__FRAGMENTO DE LA PÁGINA__:
┌────────

Otra vez a correr por el ribazo, sorteando piedras, intentando no perder de vista el furioso bamboleo del surfista. De repente, la orilla descendió de golpe y apareció un vado con una minúscula playa de guijarros. Miré hacia arriba y vi emerger la mochila en el tumulto de la corriente. Era mi oportunidad, pero no sabía qué hacer; los bastones habían demostrado su inutilidad para engancharla o pararla. No tenía margen para pensar. Tal y como estaba, me metí en el agua hasta situarme en el centro del vado; el agua, helada, me cubría hasta el pecho. Zarandeada por las aguas, la mochila venía embistiendo como un toro. Abrí bien las piernas para estabilizarme y aguardé el impacto… todo pasó en un segundo, el topetazo me tiró para atrás y dí vuelta campana bajo el agua, pero de alguna manera conseguí agarrarme fuerte a la mochila y, al hacerlo, la corriente nos apartó hacia la orilla.

└────────

__DATOS GUARDADOS__:
┌────────

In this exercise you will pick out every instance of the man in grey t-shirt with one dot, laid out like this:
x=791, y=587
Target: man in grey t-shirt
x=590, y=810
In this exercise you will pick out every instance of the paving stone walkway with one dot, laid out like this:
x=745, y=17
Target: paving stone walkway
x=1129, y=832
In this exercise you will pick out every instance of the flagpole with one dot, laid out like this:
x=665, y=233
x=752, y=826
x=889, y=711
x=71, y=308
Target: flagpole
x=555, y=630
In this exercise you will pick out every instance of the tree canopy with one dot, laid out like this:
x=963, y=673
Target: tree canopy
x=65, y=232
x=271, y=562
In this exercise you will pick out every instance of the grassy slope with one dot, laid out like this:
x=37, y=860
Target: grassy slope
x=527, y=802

└────────

__TAREAS A REALIZAR__:
(a) En el relato del río, ¿qué apareció cuando la orilla descendió de golpe?
(b) Según el relato del río, ¿por qué quien narra abrió bien las piernas mientras esperaba la mochila en el centro del vado?
(c) Devuelve sin cambios el trozo del relato del río que empieza en "Otra vez a correr" y acaba en "hacia la orilla.".

__RESPUESTAS ESPERADAS__:
(a) Un vado con una minúscula playa de guijarros.

(b) Para estabilizarse antes del impacto, porque la mochila, zarandeada por las aguas, venía embistiendo como un toro.

(c)
Otra vez a correr por el ribazo, sorteando piedras, intentando no perder de vista el furioso bamboleo del surfista. De repente, la orilla descendió de golpe y apareció un vado con una minúscula playa de guijarros. Miré hacia arriba y vi emerger la mochila en el tumulto de la corriente. Era mi oportunidad, pero no sabía qué hacer; los bastones habían demostrado su inutilidad para engancharla o pararla. No tenía margen para pensar. Tal y como estaba, me metí en el agua hasta situarme en el centro del vado; el agua, helada, me cubría hasta el pecho. Zarandeada por las aguas, la mochila venía embistiendo como un toro. Abrí bien las piernas para estabilizarme y aguardé el impacto… todo pasó en un segundo, el topetazo me tiró para atrás y dí vuelta campana bajo el agua, pero de alguna manera conseguí agarrarme fuerte a la mochila y, al hacerlo, la corriente nos apartó hacia la orilla.